Task directions: Print the lines that run from the line with "x=127, y=32" to the line with "x=293, y=206", keeping both end lines, exactly as they appear in the entries below, and nothing else.

---

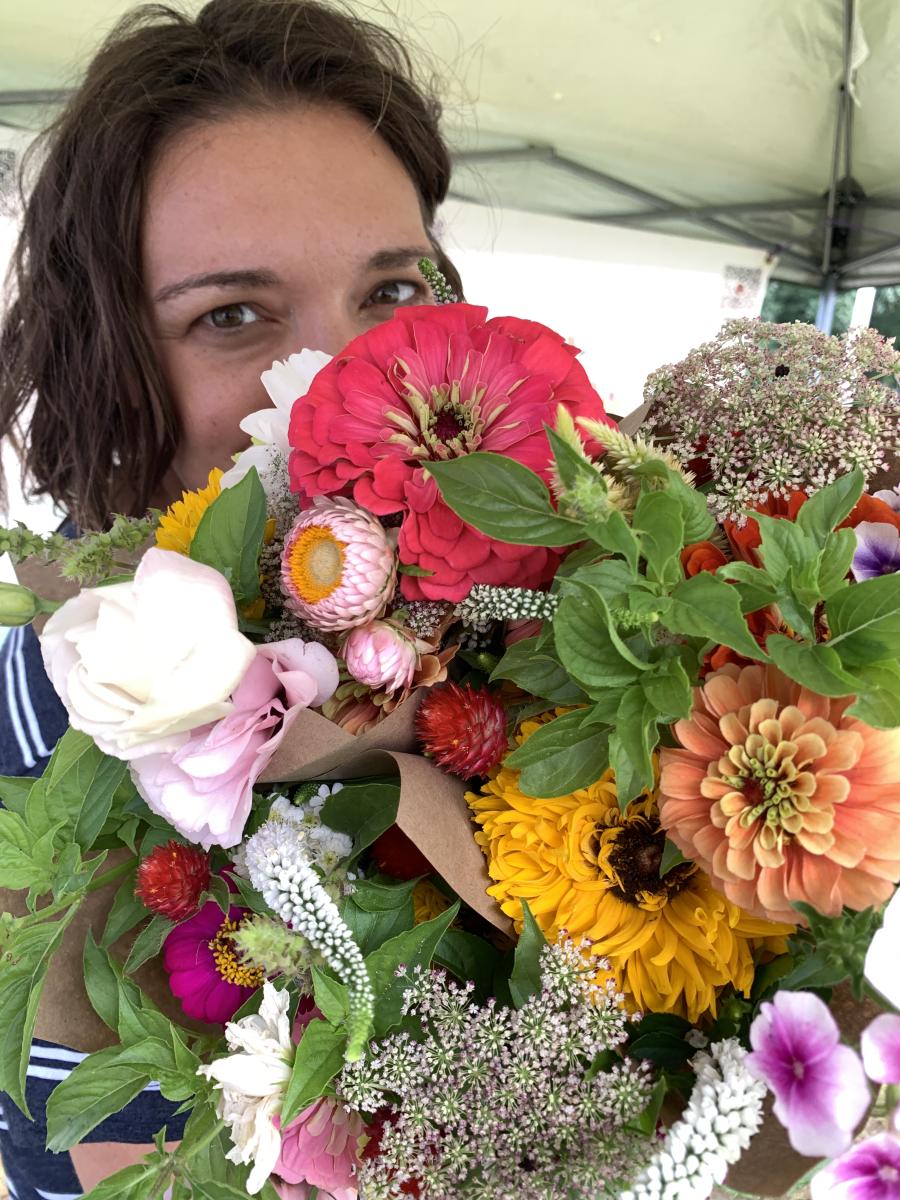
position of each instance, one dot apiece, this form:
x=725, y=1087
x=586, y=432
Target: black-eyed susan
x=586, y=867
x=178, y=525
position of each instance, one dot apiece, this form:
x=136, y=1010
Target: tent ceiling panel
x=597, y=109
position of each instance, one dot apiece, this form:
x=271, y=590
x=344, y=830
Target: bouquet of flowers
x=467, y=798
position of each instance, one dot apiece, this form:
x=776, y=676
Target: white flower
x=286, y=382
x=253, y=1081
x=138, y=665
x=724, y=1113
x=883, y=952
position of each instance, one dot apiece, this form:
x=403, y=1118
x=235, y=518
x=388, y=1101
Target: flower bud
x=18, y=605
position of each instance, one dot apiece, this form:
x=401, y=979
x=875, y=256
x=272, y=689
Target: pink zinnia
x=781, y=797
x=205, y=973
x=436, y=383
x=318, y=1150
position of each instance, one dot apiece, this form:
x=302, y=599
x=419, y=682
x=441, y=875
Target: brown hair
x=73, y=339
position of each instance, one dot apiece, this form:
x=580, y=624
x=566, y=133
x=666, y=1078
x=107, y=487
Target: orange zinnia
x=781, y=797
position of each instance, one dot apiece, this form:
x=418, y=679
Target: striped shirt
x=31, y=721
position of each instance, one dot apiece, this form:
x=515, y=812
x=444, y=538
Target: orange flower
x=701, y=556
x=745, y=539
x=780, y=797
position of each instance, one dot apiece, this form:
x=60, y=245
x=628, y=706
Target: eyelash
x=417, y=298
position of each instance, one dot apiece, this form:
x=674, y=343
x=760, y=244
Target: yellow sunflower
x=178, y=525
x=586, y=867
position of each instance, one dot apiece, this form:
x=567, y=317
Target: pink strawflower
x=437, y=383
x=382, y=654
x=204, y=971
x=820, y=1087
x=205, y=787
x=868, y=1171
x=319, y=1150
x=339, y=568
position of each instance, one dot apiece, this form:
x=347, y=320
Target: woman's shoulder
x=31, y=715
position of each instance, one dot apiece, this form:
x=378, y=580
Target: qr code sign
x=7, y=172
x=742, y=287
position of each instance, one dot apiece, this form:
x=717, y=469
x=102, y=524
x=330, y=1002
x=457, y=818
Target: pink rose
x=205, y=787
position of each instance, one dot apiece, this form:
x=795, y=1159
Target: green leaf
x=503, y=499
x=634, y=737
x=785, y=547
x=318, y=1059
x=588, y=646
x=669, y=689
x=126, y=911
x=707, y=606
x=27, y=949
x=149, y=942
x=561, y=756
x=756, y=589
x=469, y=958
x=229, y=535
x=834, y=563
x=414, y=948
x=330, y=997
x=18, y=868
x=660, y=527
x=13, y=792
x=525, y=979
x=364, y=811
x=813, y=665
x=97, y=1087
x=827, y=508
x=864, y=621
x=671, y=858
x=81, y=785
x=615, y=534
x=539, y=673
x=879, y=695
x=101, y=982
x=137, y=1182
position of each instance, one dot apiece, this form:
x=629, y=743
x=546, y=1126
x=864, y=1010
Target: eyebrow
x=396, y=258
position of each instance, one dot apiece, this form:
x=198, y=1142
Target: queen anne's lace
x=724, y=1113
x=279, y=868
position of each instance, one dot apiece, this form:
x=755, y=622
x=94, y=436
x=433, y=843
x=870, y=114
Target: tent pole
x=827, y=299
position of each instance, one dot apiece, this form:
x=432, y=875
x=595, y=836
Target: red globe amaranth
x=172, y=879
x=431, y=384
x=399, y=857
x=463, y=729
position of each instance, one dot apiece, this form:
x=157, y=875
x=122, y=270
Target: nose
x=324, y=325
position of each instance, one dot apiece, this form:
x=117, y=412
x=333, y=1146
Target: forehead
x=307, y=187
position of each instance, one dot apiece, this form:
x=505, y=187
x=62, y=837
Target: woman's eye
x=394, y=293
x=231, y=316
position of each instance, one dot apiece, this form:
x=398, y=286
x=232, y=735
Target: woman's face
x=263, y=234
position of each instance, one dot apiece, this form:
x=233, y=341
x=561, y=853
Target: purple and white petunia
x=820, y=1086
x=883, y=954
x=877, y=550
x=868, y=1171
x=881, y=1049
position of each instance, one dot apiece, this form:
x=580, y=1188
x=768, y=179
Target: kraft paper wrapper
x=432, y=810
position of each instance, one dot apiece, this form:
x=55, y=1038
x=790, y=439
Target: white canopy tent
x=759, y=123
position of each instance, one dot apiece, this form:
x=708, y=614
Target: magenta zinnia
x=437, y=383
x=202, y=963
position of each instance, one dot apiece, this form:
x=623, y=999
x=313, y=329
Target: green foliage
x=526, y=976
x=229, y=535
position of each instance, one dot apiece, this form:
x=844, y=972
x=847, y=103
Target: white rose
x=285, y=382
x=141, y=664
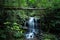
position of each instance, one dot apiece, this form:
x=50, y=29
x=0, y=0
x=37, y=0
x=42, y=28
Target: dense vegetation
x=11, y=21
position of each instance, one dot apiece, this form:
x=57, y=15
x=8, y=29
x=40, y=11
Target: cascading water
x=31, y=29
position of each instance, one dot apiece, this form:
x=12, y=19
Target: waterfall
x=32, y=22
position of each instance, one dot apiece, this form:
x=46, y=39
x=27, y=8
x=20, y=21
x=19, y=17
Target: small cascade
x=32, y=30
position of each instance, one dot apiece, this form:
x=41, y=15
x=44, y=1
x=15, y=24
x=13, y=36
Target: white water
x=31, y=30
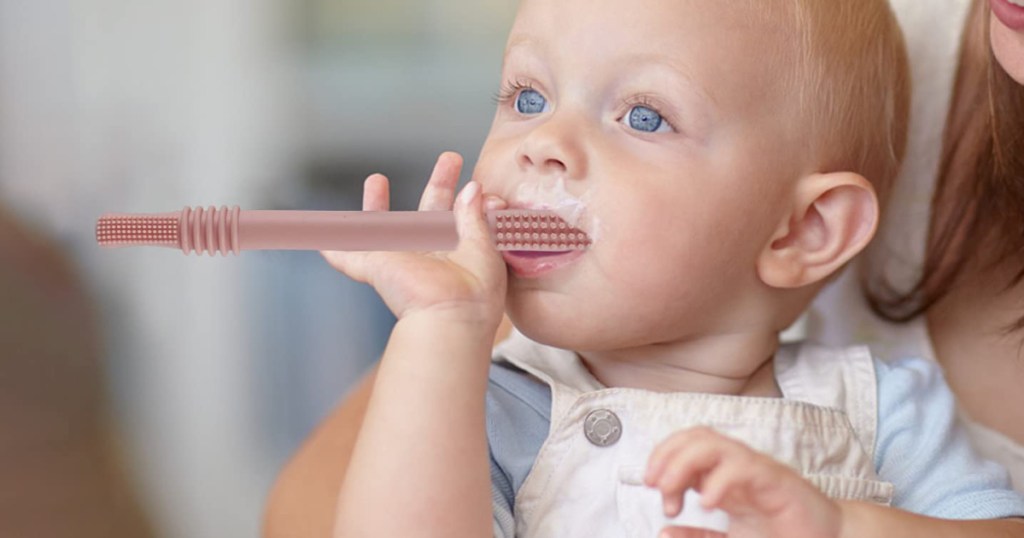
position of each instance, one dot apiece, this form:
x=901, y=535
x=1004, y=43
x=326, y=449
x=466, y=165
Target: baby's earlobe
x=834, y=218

---

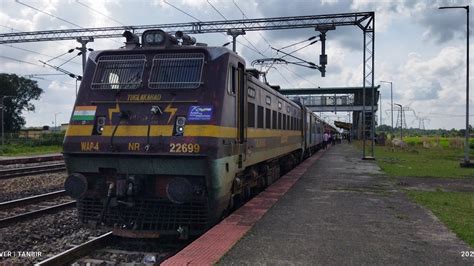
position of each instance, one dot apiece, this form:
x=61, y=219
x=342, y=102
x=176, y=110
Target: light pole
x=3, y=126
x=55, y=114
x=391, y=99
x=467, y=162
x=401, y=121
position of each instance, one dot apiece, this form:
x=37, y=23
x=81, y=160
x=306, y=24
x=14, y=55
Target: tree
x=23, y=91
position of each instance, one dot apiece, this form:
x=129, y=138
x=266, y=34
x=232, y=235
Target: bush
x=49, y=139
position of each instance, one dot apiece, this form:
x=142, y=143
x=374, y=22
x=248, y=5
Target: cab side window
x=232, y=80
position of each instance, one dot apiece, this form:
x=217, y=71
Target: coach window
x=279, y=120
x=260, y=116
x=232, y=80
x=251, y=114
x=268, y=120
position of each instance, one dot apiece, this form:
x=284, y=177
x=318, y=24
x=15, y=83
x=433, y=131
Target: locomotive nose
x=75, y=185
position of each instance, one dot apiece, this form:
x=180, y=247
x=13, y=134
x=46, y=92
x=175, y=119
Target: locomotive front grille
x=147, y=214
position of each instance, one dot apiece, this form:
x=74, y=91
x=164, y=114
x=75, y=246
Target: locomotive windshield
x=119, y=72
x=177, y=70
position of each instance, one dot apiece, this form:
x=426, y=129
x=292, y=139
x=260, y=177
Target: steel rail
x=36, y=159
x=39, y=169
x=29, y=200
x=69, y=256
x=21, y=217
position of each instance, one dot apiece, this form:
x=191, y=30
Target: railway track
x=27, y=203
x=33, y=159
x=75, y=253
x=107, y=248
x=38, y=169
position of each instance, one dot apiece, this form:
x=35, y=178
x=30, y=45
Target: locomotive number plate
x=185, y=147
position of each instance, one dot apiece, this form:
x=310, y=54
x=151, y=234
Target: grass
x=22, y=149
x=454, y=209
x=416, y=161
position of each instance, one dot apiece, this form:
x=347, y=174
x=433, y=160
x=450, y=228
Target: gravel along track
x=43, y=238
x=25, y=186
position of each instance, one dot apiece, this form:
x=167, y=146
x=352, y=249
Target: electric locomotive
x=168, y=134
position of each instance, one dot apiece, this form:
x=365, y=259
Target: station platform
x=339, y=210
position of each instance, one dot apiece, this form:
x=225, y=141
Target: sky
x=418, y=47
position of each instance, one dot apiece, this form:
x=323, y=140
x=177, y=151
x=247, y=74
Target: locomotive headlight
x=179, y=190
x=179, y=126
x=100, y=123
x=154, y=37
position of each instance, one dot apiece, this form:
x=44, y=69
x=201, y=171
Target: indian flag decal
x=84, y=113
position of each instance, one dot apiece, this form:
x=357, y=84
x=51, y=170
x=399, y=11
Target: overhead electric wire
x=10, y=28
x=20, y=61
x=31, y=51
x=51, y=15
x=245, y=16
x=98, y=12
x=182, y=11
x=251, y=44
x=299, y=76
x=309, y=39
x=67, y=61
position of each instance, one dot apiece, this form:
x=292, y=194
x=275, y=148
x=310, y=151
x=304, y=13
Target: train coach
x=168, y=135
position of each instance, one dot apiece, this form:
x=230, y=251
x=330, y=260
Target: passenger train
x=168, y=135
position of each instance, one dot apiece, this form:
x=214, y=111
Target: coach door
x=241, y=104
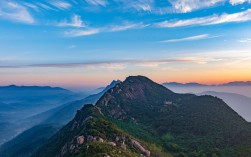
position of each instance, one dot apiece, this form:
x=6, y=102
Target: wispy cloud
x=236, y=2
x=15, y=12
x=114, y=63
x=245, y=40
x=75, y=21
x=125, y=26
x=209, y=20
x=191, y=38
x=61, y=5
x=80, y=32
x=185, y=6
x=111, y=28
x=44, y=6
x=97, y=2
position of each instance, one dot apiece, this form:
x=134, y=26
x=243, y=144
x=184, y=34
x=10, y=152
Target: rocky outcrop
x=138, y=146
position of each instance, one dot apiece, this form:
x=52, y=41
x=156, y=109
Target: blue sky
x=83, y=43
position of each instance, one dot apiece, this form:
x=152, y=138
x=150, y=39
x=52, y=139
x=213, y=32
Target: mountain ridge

---

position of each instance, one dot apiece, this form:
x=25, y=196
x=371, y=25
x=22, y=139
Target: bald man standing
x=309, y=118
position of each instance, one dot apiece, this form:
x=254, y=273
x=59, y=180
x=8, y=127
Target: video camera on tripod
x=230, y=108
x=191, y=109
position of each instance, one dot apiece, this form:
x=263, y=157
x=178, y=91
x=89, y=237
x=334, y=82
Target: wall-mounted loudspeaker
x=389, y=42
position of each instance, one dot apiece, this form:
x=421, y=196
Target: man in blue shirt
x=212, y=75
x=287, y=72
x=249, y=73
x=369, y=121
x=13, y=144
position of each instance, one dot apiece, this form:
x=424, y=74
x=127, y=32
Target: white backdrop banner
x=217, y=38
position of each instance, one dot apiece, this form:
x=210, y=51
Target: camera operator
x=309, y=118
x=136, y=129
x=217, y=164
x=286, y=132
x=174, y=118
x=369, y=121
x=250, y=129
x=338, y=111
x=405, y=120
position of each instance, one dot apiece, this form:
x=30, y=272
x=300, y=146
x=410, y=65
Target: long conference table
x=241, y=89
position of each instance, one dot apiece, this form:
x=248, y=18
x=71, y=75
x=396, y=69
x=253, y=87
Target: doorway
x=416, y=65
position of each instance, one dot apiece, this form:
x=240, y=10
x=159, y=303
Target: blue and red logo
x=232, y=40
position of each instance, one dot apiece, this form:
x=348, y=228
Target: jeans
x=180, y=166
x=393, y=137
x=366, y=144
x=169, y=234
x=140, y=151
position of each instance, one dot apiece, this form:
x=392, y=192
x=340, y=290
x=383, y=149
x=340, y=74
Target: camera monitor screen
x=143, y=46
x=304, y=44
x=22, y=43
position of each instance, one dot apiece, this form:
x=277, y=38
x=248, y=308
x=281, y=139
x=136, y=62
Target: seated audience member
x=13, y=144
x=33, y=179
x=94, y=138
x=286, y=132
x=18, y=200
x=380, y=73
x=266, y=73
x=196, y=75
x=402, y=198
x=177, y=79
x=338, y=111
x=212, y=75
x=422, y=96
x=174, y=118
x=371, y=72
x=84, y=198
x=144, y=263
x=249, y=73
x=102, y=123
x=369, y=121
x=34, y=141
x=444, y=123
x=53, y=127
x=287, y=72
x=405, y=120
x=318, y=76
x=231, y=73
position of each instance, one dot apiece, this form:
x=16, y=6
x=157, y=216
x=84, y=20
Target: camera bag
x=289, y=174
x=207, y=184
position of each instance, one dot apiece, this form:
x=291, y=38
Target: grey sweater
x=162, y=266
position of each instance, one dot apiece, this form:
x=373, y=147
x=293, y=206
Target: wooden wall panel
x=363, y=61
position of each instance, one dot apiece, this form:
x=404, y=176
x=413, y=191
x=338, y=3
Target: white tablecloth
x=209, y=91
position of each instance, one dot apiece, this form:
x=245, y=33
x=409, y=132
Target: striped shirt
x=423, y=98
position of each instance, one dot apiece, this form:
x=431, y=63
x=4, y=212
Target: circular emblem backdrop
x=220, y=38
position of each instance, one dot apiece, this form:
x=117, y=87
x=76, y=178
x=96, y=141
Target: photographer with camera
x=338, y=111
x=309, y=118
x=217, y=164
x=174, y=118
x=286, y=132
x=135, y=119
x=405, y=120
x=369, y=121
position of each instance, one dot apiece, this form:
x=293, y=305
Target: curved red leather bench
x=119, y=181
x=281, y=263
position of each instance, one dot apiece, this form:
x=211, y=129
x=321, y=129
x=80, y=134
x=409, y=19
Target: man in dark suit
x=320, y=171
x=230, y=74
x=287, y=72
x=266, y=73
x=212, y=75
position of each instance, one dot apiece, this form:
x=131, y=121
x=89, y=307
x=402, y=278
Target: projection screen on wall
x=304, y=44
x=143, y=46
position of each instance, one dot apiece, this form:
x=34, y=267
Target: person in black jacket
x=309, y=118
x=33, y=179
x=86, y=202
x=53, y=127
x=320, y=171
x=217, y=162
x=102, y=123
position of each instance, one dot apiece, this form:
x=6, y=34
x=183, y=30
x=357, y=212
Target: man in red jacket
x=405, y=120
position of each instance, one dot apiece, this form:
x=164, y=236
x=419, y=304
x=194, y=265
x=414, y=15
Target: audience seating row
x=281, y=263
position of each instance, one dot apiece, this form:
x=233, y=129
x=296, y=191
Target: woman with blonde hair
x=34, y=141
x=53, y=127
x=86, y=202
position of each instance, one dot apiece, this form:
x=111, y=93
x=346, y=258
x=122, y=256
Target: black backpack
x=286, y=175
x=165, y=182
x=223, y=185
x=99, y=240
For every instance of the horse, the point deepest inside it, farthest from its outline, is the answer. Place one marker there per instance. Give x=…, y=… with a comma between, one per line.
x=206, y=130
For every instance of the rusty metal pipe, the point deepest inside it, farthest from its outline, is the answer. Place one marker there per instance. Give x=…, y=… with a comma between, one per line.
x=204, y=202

---

Response:
x=127, y=32
Target: white backdrop banner
x=217, y=38
position of each instance, one dot apiece, this form:
x=210, y=51
Target: camera operator
x=309, y=118
x=136, y=129
x=217, y=164
x=286, y=132
x=174, y=118
x=369, y=121
x=250, y=129
x=338, y=111
x=405, y=120
position of each instance, one dot apiece, this form:
x=30, y=272
x=300, y=146
x=410, y=65
Target: long conference table
x=241, y=89
position of each instance, one dot apiece, this form:
x=248, y=18
x=71, y=75
x=396, y=69
x=253, y=87
Target: doorway
x=416, y=65
position of each instance, one dot apiece, this form:
x=240, y=10
x=159, y=303
Target: blue and red logo
x=232, y=40
position of each instance, one dot apiece, this form:
x=348, y=228
Target: jeans
x=180, y=166
x=393, y=137
x=366, y=144
x=169, y=234
x=140, y=151
position of each instance, one dot apiece, this form:
x=392, y=192
x=340, y=290
x=383, y=149
x=340, y=74
Target: camera monitor screen
x=143, y=46
x=304, y=44
x=22, y=43
position of each instance, one dot apiece, this form:
x=277, y=38
x=248, y=308
x=281, y=139
x=136, y=62
Target: seated audience member
x=13, y=144
x=33, y=179
x=94, y=138
x=286, y=132
x=18, y=200
x=380, y=73
x=266, y=73
x=196, y=75
x=402, y=198
x=177, y=79
x=338, y=111
x=212, y=75
x=422, y=96
x=174, y=118
x=371, y=72
x=84, y=198
x=144, y=263
x=249, y=73
x=102, y=123
x=369, y=121
x=34, y=141
x=444, y=123
x=53, y=127
x=287, y=72
x=405, y=120
x=318, y=76
x=231, y=73
position of each instance, one dot apiece, this form:
x=16, y=6
x=157, y=216
x=84, y=20
Target: camera bag
x=289, y=174
x=207, y=184
position of each instance, one dot apiece, this form:
x=291, y=38
Target: grey sweater
x=162, y=266
position of each instance, one dot apiece, this form:
x=373, y=147
x=293, y=206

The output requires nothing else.